Pointing dataset excerpts:
_ _ _ _ _

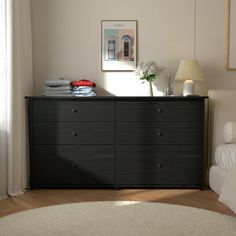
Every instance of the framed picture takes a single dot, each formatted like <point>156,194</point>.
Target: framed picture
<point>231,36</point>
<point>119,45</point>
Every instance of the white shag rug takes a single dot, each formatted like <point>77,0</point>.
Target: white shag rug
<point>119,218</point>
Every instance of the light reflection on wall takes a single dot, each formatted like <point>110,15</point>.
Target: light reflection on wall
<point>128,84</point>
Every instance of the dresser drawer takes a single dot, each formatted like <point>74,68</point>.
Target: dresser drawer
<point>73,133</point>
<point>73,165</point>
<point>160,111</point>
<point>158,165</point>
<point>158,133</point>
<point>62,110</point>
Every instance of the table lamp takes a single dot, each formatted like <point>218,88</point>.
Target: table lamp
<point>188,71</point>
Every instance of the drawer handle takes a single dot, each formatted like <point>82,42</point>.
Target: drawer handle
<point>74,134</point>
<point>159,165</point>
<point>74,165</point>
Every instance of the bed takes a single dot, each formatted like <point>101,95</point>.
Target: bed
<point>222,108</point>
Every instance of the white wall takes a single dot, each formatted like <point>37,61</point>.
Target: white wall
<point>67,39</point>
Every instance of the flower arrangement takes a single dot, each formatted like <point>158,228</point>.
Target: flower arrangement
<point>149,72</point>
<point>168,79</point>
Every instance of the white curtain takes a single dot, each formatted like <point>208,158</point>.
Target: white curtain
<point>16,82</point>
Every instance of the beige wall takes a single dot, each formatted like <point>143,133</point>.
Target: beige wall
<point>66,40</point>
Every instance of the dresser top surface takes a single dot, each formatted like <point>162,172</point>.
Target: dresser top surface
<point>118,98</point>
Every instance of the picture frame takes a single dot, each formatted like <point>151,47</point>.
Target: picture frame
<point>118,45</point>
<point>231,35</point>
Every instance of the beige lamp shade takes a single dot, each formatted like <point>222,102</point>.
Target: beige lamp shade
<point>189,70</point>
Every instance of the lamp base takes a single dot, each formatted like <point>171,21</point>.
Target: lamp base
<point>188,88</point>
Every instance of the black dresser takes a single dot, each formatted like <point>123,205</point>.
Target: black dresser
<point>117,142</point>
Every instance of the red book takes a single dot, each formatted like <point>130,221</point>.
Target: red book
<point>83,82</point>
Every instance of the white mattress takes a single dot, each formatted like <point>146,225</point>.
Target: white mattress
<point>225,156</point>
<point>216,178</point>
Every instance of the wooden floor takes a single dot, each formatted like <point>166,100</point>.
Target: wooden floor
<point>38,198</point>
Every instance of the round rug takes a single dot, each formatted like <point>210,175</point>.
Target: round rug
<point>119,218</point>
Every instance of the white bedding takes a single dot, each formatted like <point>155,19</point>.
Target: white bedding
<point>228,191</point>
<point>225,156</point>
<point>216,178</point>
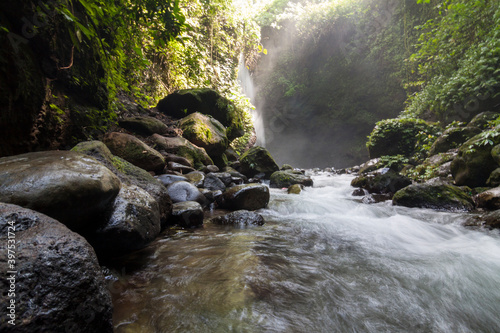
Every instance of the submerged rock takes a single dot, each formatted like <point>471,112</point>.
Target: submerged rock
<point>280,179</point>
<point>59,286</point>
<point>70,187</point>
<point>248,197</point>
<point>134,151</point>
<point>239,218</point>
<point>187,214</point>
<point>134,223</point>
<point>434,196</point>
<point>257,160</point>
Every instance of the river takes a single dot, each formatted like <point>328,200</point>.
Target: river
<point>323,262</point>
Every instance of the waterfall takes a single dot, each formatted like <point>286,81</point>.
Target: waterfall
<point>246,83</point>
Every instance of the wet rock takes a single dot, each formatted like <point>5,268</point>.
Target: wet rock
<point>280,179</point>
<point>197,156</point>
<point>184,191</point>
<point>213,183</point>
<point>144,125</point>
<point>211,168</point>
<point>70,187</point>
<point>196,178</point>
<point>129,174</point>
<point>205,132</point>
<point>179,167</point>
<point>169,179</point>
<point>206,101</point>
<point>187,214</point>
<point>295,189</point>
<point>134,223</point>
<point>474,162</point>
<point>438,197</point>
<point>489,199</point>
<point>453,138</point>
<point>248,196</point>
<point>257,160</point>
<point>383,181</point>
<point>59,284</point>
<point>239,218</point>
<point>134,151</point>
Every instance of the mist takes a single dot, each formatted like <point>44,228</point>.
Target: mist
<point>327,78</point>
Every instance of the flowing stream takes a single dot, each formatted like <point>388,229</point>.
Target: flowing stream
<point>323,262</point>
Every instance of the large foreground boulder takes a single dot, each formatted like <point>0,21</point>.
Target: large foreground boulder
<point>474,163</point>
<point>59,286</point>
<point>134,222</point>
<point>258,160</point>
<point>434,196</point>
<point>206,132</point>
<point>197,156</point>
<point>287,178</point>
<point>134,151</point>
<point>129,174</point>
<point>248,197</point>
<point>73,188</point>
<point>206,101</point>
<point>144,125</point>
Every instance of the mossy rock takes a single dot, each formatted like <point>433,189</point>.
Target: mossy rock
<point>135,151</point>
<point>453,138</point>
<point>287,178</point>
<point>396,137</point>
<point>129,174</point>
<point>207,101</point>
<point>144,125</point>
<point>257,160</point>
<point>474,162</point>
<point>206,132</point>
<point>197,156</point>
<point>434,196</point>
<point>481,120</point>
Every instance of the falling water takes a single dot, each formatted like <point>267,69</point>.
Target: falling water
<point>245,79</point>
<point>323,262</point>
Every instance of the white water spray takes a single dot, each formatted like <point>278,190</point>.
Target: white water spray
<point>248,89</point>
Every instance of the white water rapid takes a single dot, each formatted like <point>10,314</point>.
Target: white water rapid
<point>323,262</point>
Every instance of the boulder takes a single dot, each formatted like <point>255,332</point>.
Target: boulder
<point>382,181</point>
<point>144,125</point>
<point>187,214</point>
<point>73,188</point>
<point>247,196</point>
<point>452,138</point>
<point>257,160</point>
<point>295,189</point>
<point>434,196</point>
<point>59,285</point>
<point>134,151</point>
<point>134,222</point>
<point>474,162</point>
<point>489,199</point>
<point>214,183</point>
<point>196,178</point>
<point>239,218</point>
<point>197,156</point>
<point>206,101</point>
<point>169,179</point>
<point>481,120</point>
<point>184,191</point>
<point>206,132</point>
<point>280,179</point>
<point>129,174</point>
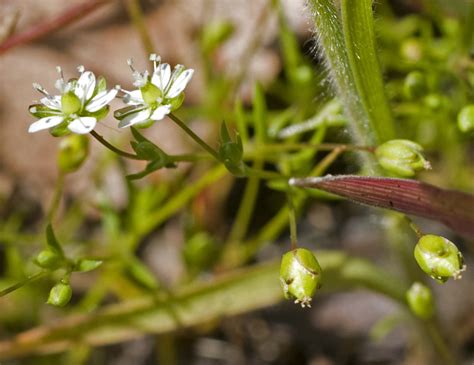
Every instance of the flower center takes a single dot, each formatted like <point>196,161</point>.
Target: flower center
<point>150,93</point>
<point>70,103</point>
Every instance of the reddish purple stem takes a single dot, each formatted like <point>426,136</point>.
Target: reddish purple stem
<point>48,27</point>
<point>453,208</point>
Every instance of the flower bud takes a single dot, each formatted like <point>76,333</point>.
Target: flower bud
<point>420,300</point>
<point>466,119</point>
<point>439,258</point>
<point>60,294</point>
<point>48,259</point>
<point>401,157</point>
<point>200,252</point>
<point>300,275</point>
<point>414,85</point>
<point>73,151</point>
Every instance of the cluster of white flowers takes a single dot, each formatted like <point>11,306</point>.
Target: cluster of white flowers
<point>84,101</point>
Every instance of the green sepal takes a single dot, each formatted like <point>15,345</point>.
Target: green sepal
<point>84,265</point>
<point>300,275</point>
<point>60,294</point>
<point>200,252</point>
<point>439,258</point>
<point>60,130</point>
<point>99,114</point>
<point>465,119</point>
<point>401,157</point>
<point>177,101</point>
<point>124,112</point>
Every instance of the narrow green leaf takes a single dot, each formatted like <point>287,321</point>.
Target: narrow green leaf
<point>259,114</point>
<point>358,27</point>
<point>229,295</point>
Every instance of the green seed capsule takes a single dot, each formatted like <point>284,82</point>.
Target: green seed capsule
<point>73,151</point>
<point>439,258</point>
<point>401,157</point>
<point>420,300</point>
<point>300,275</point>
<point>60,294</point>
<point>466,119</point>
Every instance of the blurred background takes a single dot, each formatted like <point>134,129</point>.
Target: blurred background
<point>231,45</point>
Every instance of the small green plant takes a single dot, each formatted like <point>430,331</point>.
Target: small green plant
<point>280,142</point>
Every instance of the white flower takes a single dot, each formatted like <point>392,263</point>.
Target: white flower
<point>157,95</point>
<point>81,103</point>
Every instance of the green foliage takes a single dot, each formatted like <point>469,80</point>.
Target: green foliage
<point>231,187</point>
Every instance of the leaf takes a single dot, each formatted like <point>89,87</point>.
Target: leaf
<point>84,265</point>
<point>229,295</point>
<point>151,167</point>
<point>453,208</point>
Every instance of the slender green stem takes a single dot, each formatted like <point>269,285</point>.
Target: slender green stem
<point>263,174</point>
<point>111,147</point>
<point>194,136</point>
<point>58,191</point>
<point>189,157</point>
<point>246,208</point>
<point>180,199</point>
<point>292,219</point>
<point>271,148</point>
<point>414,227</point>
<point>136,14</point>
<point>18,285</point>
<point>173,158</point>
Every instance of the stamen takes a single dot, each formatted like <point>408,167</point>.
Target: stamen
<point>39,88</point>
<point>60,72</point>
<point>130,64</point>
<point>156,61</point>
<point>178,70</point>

_ _ _ _ _

Starting with the first line of the records and going on through the line containing "<point>222,108</point>", reproduce every line, requests included, with each point coordinate in the answers multiplied by 0.6 and rounded to a whole number (halves round up). Leave the coordinates in the requests and their format samples unchanged, and omit the pictures.

- **SOLUTION BELOW**:
Every instance of the framed picture takes a single dot, each formatted like <point>156,194</point>.
Target: framed picture
<point>139,22</point>
<point>71,27</point>
Every instance of the white shag rug takes a single dot, each formatted like <point>77,0</point>.
Target: white shag rug
<point>71,131</point>
Every instance of the light reflection on wall takes a single dot, each formatted like <point>110,15</point>.
Target: light reflection on wall
<point>77,50</point>
Every instance of the dresser drawer takes a single dot, each formatted like <point>74,68</point>.
Target: dresser drawer
<point>44,80</point>
<point>44,99</point>
<point>96,67</point>
<point>95,99</point>
<point>95,80</point>
<point>37,66</point>
Every instance of the table lamp takes a single dot, each formatted like <point>218,88</point>.
Target: table lamp
<point>113,43</point>
Every instance of the drawer handle takes a single dot, each formatted like <point>82,42</point>.
Target: drawer handle
<point>44,80</point>
<point>95,99</point>
<point>44,99</point>
Every instance of the bed takes a single dot, each formatted like <point>101,95</point>.
Target: bed
<point>133,65</point>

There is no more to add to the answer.